Given entries>
•••••
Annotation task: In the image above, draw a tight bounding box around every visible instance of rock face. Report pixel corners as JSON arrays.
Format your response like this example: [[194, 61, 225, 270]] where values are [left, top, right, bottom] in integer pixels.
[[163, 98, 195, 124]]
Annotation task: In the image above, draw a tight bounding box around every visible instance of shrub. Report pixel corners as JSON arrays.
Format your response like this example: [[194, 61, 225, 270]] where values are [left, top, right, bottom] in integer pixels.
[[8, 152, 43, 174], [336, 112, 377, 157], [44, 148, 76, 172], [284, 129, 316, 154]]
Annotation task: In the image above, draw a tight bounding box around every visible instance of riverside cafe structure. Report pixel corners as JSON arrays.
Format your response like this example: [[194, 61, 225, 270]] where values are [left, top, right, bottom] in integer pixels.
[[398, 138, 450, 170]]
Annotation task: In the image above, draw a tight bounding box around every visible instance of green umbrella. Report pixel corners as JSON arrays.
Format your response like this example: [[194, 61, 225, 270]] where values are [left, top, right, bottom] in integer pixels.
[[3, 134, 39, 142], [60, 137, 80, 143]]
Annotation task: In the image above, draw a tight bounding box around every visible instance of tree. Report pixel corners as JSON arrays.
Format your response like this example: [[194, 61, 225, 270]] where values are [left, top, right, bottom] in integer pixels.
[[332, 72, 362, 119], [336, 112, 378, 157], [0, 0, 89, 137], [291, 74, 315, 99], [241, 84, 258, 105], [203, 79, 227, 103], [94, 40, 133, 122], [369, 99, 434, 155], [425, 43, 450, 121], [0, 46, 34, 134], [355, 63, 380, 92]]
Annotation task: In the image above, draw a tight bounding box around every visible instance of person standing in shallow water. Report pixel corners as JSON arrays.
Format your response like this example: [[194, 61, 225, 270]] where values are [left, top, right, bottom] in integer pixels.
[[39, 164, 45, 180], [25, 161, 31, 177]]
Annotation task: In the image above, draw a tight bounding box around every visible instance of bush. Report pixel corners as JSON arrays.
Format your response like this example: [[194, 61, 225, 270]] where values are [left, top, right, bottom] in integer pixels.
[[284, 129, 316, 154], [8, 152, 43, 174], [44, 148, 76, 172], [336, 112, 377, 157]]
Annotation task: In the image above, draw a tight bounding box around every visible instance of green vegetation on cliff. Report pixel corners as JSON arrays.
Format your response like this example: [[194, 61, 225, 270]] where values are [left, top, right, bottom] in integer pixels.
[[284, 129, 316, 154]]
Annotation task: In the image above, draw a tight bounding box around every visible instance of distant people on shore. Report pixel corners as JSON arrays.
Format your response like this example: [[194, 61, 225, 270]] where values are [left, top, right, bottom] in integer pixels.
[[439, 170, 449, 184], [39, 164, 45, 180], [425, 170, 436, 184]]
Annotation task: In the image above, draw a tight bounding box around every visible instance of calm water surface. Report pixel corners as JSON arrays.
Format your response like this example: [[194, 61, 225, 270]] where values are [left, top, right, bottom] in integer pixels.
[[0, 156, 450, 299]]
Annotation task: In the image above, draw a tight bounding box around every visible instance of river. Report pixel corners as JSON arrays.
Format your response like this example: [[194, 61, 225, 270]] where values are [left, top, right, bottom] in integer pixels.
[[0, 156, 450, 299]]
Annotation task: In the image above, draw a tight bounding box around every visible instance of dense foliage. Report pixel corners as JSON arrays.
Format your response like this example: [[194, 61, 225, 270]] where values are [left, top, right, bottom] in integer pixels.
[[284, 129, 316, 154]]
•••••
What is required>
Convert the records above into a Markdown table with the columns Row and Line, numbering each non-blank line in order and leaving out blank lines.

Solution for this task>
| Row | Line |
|---|---|
| 1 | Annotation task: In the image above, draw a tight bounding box around every visible instance of rock face. Report pixel corners as JSON arrays. |
| 2 | Format your response like this example: [[194, 61, 225, 270]] where values are [left, top, right, bottom] in integer pixels. |
| 3 | [[163, 98, 195, 124]] |
| 4 | Annotation task: In the image above, draw a tight bounding box around every visible instance of shrub. Report pixel corners as JSON arrays. |
| 5 | Format your response like this example: [[194, 61, 225, 270]] where values are [left, top, right, bottom] in integer pixels. |
| 6 | [[8, 152, 43, 174], [336, 112, 377, 157], [44, 148, 76, 172], [284, 129, 316, 154]] |
| 7 | Annotation task: In the image above, draw a tight bounding box around every visible instance of riverside cafe structure. Report pixel corners as JSON arrays. |
| 8 | Format your response like this example: [[194, 61, 225, 270]] where values are [left, top, right, bottom] in integer pixels. |
| 9 | [[398, 138, 450, 170]] |
| 10 | Annotation task: In the image above, draw a tight bounding box around every visible instance of green umbrella. Report pixel corners as JSON arrays. |
| 11 | Format your response like this example: [[194, 61, 225, 270]] where values are [left, top, right, bottom] in integer pixels. |
| 12 | [[3, 134, 39, 142], [60, 137, 80, 143]] |
| 13 | Annotation task: In the image above, draw a tight bounding box around every visible instance of tree. Report pixel corners as JSON arrays. |
| 14 | Format your response like this example: [[194, 61, 225, 270]] where values are [left, top, right, bottom] in integer pixels. |
| 15 | [[332, 72, 362, 119], [336, 112, 378, 157], [0, 0, 89, 137], [291, 74, 315, 99], [241, 84, 258, 105], [203, 79, 227, 103], [94, 40, 133, 122], [369, 99, 434, 155], [425, 43, 450, 121], [0, 46, 34, 134], [355, 63, 380, 92]] |
| 16 | Annotation task: In the image above, draw a tight bounding box around every visible instance of person standing in shallow water. Report pixel corners as JSON arrays. |
| 17 | Format your response like this example: [[194, 61, 225, 270]] where values are [left, top, right, bottom] in integer pixels. |
| 18 | [[39, 164, 45, 180], [25, 161, 31, 177]] |
| 19 | Annotation task: In the image above, draw a tight bounding box around every visible instance of bush. Report pixel corners as JSON arrays. |
| 20 | Format your response like this example: [[194, 61, 225, 270]] where values are [left, top, right, bottom] in integer pixels. |
| 21 | [[284, 129, 316, 154], [8, 152, 43, 174], [44, 148, 76, 172], [336, 112, 377, 157]] |
| 22 | Annotation task: In the image above, draw a tight bounding box around every visible instance of green vegetation on cliff. Report pixel corners as JSON arrays. |
| 23 | Format your response like this example: [[194, 61, 225, 270]] where values are [left, top, right, bottom] in integer pixels. |
| 24 | [[284, 129, 316, 154]] |
| 25 | Annotation task: In the image above, draw a tight bounding box around every visible instance of distant people on shore. Report pixel corners as JSON arrays. |
| 26 | Format your response like this example: [[194, 61, 225, 270]] where values are [left, top, right, bottom] in integer pixels. |
| 27 | [[439, 170, 449, 184], [39, 164, 45, 180], [425, 170, 436, 184]] |
| 28 | Annotation task: In the image above, draw a tight bounding box around every visible instance of calm water surface. Report pixel corners as JSON arrays. |
| 29 | Format your response like this example: [[194, 61, 225, 270]] where values are [left, top, right, bottom] in integer pixels. |
| 30 | [[0, 156, 450, 299]] |
| 31 | Annotation task: In the image above, draw a tight bounding box around every visible instance of river. Report pixel corners as JSON arrays. |
| 32 | Format your response like this example: [[194, 61, 225, 270]] where values are [left, top, right, bottom] in integer pixels. |
| 33 | [[0, 156, 450, 299]] |
| 34 | Annotation task: In the image above, draw a tight bounding box around every visible instance of dense foliage. Report pixel corners as JSON arrays. |
| 35 | Format your response like this example: [[194, 61, 225, 270]] where values are [left, top, right, bottom] in integer pixels. |
| 36 | [[284, 129, 316, 154]] |